WORK INSTRUCTIONS:
1 - Print the passage of the text on Source timing metrics from "6.3 Metric Model" up to and including "read time (ns)".
2 - Answer these questions using the text on Source timing metrics:
(a) Which ratio is calculated by dividing emit_blocked_ns by bucket_ns?
(b) What does SourceReadNs currently use as its measurement?
(c) In case A, what conclusion is drawn about the Source?
3 - Write the next part of the text on Source timing metrics, picking up from its final line.

TEXT TO READ:
Derived ratios (within window):

busy_ratio = read_ns / bucket_ns
idle_ratio = idle_ns / bucket_ns
backpressure_ratio = emit_blocked_ns / bucket_ns

These three ratios can stably distinguish the root cause of "source slow", not just looking at records/s.

6.2 Instrumentation Points (No Change to Source Plugins)

Recommended to instrument at engine layer's Source execution loop (e.g., SourceFlowLifeCycle / SourceSeaTunnelTask main loop), key locations:

Time before/after poll/read, accumulate to read_ns or idle_ns
- If poll returns empty/timeout: record to idle_ns
- If poll returns data and completes decode: record to read_ns
sendRecordToNext(...) (or final downstream output) statistics for write time
- If downstream is IntermediateQueue, may block within received()
- For "direct call to downstream (no queue)" links, cannot infer backpressure from blocking time, need to rely on async boundary/queue for observation

6.3 Metric Model (Current Implementation)

Current implementation's Source timing metrics (subdivided by sourceActionId using #{id} suffix):

SourceReadNs#{sourceId}: Cumulative read time (ns)
SourceIdleNs#{sourceId}: Cumulative idle time (ns)

Notes and suggestions:

SourceReadNs currently uses pollNext() call time as measurement; when Source is directly connected to downstream without queue (async boundary not configured), pollNext() internal collector.collect() will synchronously execute downstream logic, causing SourceReadNs to include some "write/downstream execution" time.
To stably distinguish "Source insufficient capacity" from "blocked by downstream", recommend configuring async boundary before key downstream Transforms (insert queue), and combine with Chapter 5 queue's bpRatio/queueFillRatio to observe backpressure propagation.

6.4 How to Infer: Is Source Unable to Keep Up

Using only "Source sending slow" cannot distinguish cause, need to combine three time segments and queue occupancy:

A) Downstream Blocking (backpressure dominant)

backpressure_ratio high
And queue_fill_ratio high (queue near full)

Conclusion: Source can read, but is blocked by downstream.

B) Source Itself Bottleneck (source bottleneck)

SUPPLIED ENTRIES:
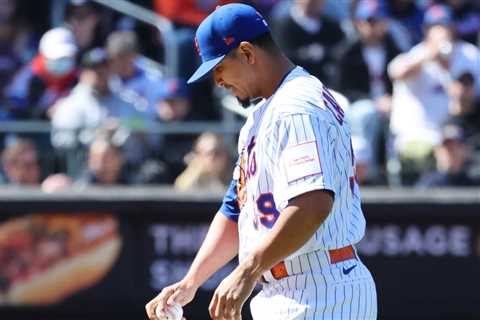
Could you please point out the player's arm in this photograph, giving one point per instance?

--

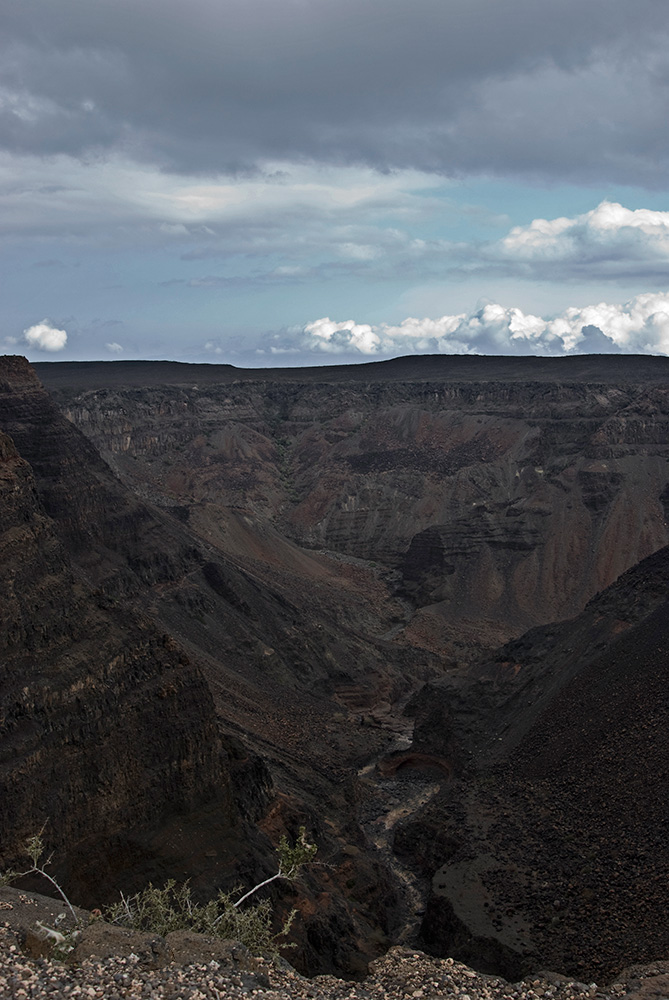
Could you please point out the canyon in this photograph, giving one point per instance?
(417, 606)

ANSWERS TO THE EXERCISE:
1 -
6.3 Metric Model (Current Implementation)

Current implementation's Source timing metrics (subdivided by sourceActionId using #{id} suffix):

SourceReadNs#{sourceId}: Cumulative read time (ns)

2 -
(a) backpressure_ratio
(b) The time of the pollNext() call
(c) The Source can read, but downstream is blocking it.

3 -
backpressure_ratio low (write not blocking)
And queue_fill_ratio low (queue long-term not full/empty)
And busy_ratio high (most time spent on read/decode)

Conclusion: Source can't keep up/insufficient capacity.

C) No Data (upstream idle)

idle_ratio high
Queue not full

Conclusion: Not backpressure, not source performance issue, but upstream has no data/external system empty.

6.5 Relationship with async boundary

If Source only has "direct call TransformChain (no queue)" after it, Source's emit_blocked_ns is hard to observe in current architecture (because no put blocking will occur).
Therefore to stably observe Source backpressure, at least need:
- Pre-Sink queue (engine already has), or
- Configure async_boundaries to insert queue boundary early after Source downstream (recommended for locating backpressure propagation caused by transform).

6.6 Transform Monitoring (Current Implementation)

Transform side currently provides basic metrics at TransformChain granularity (not single Transform plugin), subdivided by transformChainActionId using #{id} suffix:

TransformProcessNs#{transformChainId}: Cumulative processing time (ns)
TransformRecordsIn#{transformChainId}: Cumulative input record count
TransformRecordsOut#{transformChainId}: Cumulative output record count

Master aggregation and REST return provides derived metrics:

transformBusyRatio = transformProcessNs / (bucketNs * subtaskCount)
transformProcessNsPerRecord = transformProcessNs / transformRecordsIn

7. Sink Monitoring Scheme (Current Implementation + Notes)

This section supplements Sink monitoring design to answer:

Is Sink causing upstream backpressure (Sink can't keep up, causing upstream put blocking/queue full)
Is Sink itself slow (external system write slow, flush/commit slow, many retries)
Is Sink in "no data to write" state (upstream insufficient output, queue long-term empty)

Note: Current code implementation covers "queue dimension backpressure" (Chapter 5), and adds Sink's write/prepareCommit/commit/abort timing metrics (see 7.3).

7.1 Clarification: What is Sink "Backpressure"

Sink is a terminal operator, usually doesn't have "blocked by downstream" situation, so Sink backpressure should be understood as:

Pressure Sink exerts on upstream (sink pressure), i.e., "percentage of time upstream is blocked when writing to Sink front buffer/queue".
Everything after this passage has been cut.